→ Exercise input
--------------------

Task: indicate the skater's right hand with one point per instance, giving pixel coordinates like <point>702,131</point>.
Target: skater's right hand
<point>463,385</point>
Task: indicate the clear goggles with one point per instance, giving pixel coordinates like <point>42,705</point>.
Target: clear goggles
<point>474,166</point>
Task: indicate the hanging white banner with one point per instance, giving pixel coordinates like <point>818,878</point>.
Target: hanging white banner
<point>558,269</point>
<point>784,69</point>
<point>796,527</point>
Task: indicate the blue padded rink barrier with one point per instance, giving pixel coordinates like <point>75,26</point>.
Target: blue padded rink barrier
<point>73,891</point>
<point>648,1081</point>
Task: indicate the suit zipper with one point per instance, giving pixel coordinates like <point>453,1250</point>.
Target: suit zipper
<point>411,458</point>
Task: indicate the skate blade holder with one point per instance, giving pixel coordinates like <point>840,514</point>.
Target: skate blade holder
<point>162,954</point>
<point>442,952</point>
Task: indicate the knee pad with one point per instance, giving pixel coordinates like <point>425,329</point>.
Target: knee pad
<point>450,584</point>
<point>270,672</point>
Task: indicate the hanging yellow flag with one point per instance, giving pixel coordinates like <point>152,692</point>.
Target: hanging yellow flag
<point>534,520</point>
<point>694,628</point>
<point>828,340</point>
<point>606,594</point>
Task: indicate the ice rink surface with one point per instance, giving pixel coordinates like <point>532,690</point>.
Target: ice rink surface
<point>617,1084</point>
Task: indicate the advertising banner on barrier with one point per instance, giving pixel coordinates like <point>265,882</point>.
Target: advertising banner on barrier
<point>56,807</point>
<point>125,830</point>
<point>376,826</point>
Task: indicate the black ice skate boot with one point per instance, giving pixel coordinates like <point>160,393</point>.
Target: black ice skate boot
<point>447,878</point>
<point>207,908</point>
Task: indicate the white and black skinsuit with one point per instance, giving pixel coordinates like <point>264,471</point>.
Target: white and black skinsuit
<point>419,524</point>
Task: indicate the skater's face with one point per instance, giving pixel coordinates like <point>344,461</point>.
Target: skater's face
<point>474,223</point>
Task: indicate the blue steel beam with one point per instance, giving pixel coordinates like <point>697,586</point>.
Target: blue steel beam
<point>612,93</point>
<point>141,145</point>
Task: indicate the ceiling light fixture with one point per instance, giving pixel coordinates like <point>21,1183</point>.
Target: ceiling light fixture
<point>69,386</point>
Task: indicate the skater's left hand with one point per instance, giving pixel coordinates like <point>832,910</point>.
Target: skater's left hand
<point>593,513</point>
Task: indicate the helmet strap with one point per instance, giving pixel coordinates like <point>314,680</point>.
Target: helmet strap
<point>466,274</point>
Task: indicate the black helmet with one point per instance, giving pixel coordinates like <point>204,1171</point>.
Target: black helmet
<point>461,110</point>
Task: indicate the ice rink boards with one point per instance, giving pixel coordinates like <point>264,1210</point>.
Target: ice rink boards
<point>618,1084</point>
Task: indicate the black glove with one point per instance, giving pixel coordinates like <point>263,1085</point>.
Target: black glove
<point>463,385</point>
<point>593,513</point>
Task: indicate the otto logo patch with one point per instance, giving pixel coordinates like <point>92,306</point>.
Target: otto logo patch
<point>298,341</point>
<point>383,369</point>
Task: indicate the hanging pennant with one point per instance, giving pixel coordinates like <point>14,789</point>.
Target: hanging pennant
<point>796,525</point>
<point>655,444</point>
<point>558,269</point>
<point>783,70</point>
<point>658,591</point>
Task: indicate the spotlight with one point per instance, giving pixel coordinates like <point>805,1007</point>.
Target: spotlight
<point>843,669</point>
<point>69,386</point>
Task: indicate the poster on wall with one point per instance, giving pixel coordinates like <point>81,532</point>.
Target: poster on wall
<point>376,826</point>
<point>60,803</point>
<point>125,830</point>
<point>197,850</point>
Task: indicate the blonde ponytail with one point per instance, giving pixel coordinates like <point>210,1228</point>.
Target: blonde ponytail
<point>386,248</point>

--------------------

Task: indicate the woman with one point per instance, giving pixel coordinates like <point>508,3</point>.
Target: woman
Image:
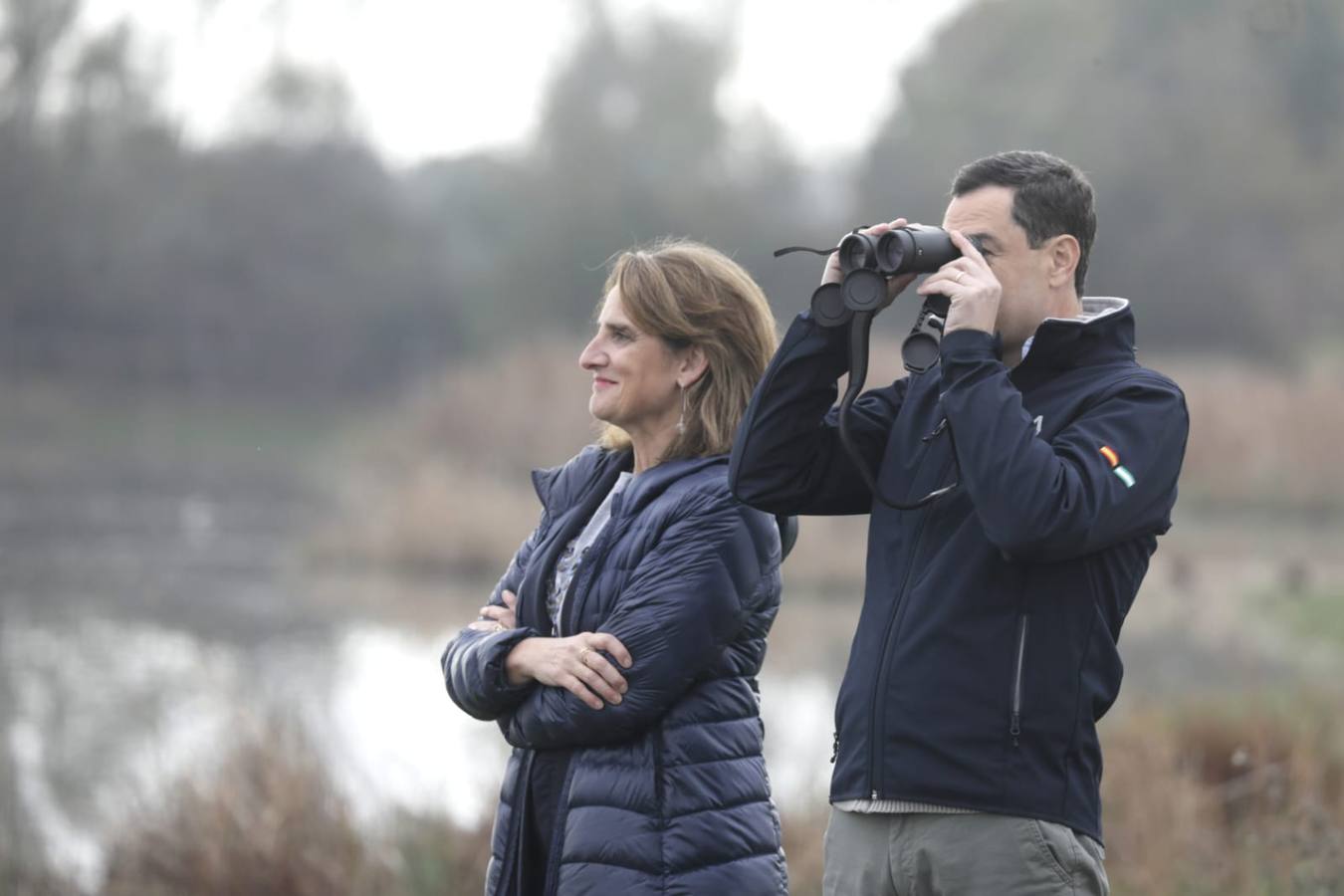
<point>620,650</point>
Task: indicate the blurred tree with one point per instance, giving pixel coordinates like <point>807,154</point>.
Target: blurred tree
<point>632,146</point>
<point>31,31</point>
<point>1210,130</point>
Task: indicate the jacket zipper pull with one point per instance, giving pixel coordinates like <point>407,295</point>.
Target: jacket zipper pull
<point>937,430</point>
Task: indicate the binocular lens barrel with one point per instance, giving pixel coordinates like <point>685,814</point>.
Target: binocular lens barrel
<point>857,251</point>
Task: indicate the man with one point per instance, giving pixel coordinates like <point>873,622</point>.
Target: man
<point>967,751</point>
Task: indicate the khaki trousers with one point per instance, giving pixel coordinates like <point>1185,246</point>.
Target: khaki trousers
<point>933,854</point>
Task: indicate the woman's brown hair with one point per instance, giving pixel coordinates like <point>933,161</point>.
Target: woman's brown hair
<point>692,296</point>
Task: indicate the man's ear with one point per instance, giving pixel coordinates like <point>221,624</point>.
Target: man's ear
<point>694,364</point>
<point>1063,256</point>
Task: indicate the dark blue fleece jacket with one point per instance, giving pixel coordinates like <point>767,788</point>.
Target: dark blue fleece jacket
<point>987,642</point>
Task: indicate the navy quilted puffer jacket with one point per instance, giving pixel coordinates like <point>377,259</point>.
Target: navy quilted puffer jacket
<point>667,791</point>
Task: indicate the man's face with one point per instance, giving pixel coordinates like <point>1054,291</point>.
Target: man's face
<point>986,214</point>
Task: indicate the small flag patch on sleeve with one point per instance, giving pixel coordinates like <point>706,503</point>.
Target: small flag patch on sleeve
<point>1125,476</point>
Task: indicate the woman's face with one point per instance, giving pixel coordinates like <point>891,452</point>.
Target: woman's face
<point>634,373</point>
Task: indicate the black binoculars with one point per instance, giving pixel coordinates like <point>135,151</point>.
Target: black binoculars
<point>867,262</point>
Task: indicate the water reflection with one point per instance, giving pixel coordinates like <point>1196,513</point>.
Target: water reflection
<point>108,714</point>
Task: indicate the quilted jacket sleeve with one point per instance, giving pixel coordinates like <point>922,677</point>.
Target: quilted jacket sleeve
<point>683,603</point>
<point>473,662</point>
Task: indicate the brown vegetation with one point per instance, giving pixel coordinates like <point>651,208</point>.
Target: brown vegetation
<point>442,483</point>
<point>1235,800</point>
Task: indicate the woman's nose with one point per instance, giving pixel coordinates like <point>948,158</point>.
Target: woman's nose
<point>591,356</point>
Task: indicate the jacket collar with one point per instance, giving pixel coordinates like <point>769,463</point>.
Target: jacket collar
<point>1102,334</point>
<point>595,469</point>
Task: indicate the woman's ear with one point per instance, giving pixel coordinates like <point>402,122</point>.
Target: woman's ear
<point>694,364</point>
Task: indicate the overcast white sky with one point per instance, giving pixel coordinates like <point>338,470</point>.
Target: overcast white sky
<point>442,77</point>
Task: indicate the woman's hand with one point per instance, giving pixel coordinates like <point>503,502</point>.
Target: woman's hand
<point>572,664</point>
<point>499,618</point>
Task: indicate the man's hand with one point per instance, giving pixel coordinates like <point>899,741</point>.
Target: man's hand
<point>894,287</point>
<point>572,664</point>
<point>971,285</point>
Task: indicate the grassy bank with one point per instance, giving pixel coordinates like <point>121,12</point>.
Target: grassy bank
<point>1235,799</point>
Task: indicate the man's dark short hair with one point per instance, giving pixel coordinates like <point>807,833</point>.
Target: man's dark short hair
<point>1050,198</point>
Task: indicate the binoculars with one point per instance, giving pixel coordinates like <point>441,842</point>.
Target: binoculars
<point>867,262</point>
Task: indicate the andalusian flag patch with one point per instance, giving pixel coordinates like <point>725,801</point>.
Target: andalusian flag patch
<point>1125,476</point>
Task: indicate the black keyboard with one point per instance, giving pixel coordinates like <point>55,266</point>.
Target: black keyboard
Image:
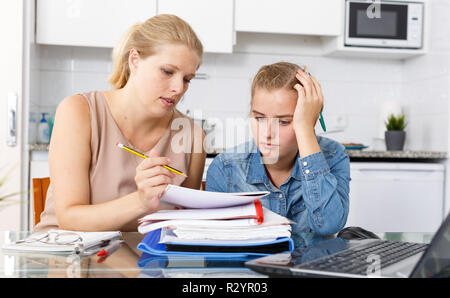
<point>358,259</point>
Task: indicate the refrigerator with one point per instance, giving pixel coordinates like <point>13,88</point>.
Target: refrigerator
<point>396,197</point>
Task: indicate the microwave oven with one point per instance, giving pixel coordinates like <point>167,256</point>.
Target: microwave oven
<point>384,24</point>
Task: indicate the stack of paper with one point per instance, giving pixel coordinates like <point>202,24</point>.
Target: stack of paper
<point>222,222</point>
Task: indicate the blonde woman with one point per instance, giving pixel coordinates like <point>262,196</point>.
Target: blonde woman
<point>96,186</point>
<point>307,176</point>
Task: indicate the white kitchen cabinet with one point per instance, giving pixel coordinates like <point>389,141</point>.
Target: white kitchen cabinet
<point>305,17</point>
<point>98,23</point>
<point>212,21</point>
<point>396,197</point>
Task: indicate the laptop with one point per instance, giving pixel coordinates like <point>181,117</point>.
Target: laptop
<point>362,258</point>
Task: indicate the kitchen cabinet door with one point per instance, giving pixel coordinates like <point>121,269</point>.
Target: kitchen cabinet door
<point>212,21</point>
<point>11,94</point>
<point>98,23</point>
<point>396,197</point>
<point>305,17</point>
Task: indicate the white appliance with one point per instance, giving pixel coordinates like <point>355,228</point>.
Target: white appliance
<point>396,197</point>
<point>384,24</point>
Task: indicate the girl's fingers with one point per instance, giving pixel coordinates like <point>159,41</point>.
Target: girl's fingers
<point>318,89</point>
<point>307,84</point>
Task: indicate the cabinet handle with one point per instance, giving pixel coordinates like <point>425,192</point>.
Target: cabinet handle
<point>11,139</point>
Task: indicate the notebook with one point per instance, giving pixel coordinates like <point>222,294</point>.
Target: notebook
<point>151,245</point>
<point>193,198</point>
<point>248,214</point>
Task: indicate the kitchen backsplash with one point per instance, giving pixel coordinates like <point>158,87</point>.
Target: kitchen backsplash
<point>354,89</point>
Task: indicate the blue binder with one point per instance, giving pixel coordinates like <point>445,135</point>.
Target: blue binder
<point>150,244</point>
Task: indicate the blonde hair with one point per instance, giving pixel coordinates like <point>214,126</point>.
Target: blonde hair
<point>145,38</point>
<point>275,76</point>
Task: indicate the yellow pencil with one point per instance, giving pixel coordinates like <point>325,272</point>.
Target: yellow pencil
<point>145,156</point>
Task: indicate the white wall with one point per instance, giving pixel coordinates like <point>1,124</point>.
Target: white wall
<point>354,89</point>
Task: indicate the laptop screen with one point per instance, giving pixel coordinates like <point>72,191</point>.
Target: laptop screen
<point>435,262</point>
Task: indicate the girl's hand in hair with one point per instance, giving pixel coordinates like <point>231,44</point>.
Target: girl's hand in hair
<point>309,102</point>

--------------------

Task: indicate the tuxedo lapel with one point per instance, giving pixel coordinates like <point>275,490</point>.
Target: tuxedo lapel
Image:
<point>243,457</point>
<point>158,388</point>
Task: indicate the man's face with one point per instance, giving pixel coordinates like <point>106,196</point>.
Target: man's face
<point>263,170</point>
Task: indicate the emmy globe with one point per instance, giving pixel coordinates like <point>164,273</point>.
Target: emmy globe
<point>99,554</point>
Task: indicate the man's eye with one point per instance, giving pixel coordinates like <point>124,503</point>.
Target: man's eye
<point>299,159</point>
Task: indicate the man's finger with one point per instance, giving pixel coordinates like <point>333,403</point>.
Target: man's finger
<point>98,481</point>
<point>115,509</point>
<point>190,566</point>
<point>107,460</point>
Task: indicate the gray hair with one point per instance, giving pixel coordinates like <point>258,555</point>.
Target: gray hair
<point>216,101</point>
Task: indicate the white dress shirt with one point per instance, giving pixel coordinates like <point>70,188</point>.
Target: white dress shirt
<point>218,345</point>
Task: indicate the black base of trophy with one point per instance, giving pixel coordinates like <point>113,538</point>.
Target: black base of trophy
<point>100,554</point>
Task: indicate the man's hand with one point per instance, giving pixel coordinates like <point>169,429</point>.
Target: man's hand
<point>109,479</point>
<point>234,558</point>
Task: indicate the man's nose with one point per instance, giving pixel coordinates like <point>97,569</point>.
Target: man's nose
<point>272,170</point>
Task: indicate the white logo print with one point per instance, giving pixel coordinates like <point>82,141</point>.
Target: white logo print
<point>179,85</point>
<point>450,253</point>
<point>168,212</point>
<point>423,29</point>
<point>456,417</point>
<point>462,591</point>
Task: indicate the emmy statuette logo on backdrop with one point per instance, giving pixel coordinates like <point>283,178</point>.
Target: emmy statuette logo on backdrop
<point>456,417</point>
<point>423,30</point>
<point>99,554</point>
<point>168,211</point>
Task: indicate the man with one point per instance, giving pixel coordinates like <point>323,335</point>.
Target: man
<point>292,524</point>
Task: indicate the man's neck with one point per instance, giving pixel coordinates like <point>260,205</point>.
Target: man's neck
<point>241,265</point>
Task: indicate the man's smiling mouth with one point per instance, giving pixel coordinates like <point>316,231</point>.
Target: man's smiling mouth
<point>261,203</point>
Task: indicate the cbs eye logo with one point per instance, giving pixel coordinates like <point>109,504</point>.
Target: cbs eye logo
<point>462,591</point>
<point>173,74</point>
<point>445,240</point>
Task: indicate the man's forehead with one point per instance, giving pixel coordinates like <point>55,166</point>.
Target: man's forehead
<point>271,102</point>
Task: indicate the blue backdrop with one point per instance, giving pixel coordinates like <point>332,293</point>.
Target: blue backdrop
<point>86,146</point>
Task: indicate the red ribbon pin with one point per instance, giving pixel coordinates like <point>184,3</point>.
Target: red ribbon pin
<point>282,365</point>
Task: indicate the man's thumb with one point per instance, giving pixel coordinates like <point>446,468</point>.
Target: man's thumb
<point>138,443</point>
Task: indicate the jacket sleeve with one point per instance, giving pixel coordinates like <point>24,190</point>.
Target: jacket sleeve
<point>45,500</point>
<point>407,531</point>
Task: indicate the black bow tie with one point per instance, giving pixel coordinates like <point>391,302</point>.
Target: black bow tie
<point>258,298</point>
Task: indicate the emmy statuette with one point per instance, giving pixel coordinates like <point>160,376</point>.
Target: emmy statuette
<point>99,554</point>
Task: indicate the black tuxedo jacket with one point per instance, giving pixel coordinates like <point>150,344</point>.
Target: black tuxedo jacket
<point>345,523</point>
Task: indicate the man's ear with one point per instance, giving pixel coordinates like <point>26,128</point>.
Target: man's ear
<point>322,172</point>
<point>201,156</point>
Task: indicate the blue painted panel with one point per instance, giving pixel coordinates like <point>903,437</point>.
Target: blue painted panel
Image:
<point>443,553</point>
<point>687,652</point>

--------------------

→ Task description
Among the entries above, copy exactly only the lines starting with the one containing "Target: blue binder" and going through the one containing "Task: indicate the yellow", both ends included.

→ Your solution
Target: blue binder
<point>150,244</point>
Task: indicate the blonde hair with one point per instance, giving pixel coordinates like <point>214,126</point>.
Target: blonde hair
<point>145,38</point>
<point>275,76</point>
Task: indicate the yellow pencil with one point per instance, giving pixel coordinates like <point>325,272</point>.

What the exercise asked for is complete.